■ Your tasks ■
**1)** How many times, according to the court opinion, had the plaintiff been over the land?
**2)** Return every line of the rows that contains the string "shorts". Case counts.

---------- Passage ----------

Neither do we think the testimony was conjectural in the sense that it was any more indefinite and uncertain than the very nature of the case made necessary. This will be better understood by a moment’s reflection on the character of the claim against defendants. The claim was not for articles of property which were or could be brought in view. The timber had been cut and manufactured into ties. The ties had been removed and the question was, how many ? It seems to us that the very best evidence, of which the case was susceptible, was introduced by plaintiff. Witnesses who had been over the land and taken note of the size of the stumps and tops or laps of the trees which had been cut were introduced by plaintiff. They were enabled to fix definitely the number of trees. They could also, with practical or substantial accuracy, fix upon the length of the bodv [162]*162of a tree, it being the length of the distance between the stump and the top. Indeed it would not seem, to be a matter of much conjecture for a practical man of common sense and observation, measuring the diameter of a stump and the distance from it to the top, to say, with substantial accuracy, the number of ties, of the kind described in testimony made from it. The record shows that some of those witnesses measured off an acre of the best timber and an acre of the worst and calculated the number of ties the timber on each would make. Others estimated by including a third acre of the medium timber and made their calculation and average of the different tracts. The result of their count or estimate, with the manner of making it, was given to the jury. We can not see what else could have been done.
It is contended by defendant in this connection, that plaintiff as a witness was permitted to make an estimate partly on what had been sworn to by others in depositions. But on inquiry from the trial court the plaintiff replied that what he said was from his own observation. Plaintiff testified that he had been dealing in ties and tie timber; that he had been over the land three times and had made his calculations and estimate by counting and measuring stumps, the length of the trees, etc., on different parts of the different tracts. This witness and others testified how they made the calculations and how they obtained the data upon which to base them.
What has been said in relation to the evidence admitted over defendants’ objection disposes of the point made on refused instruction number 5.
A full examination of the record has failed to disclose anything to justify us in overturning the judgment and hence it will be affirmed.

---------- Data supplied ----------

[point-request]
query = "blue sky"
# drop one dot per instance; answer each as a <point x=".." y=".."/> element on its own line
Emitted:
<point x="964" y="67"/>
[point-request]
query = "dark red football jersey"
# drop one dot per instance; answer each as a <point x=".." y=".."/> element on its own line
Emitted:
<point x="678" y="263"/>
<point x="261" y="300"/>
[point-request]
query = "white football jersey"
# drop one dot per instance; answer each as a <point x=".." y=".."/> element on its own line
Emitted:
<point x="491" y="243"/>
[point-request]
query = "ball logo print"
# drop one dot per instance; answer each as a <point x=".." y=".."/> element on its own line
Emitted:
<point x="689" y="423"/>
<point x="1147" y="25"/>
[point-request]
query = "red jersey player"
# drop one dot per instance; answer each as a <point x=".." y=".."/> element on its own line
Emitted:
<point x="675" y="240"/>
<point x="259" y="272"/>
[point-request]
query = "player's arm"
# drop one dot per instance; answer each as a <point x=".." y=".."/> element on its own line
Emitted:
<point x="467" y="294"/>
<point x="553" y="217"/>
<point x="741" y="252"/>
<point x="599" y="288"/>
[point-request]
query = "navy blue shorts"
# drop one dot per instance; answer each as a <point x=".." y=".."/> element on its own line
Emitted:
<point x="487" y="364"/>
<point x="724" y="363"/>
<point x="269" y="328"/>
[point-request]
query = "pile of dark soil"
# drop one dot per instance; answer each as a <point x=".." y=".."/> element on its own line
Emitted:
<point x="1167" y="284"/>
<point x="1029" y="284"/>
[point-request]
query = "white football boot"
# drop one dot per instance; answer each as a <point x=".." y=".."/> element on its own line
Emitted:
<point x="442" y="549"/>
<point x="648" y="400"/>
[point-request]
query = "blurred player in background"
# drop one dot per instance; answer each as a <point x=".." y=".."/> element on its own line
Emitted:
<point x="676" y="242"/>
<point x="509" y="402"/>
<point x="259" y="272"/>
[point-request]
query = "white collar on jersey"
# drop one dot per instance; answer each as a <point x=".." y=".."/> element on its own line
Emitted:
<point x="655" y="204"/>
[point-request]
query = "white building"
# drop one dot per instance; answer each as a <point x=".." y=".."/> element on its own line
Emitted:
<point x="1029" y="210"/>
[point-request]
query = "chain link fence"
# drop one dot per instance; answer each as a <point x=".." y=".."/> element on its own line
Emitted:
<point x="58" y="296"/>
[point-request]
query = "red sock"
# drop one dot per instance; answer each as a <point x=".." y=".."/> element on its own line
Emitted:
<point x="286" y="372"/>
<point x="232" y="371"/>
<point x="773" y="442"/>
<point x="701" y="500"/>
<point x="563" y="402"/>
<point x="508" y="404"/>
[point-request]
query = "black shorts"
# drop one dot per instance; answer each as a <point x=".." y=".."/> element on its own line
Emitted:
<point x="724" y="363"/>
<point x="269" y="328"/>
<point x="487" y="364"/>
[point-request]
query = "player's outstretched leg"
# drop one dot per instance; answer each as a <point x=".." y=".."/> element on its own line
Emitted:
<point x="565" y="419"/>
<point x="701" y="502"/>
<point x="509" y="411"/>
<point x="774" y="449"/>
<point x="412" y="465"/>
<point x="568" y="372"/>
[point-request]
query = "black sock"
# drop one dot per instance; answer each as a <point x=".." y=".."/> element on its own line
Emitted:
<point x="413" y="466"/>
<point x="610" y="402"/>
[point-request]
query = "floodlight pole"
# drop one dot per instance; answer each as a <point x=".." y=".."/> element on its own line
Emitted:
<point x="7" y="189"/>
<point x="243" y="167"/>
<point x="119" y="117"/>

----------

■ Results of the exercise ■
**1)** Three times.

**2)**
query = "navy blue shorts"
query = "black shorts"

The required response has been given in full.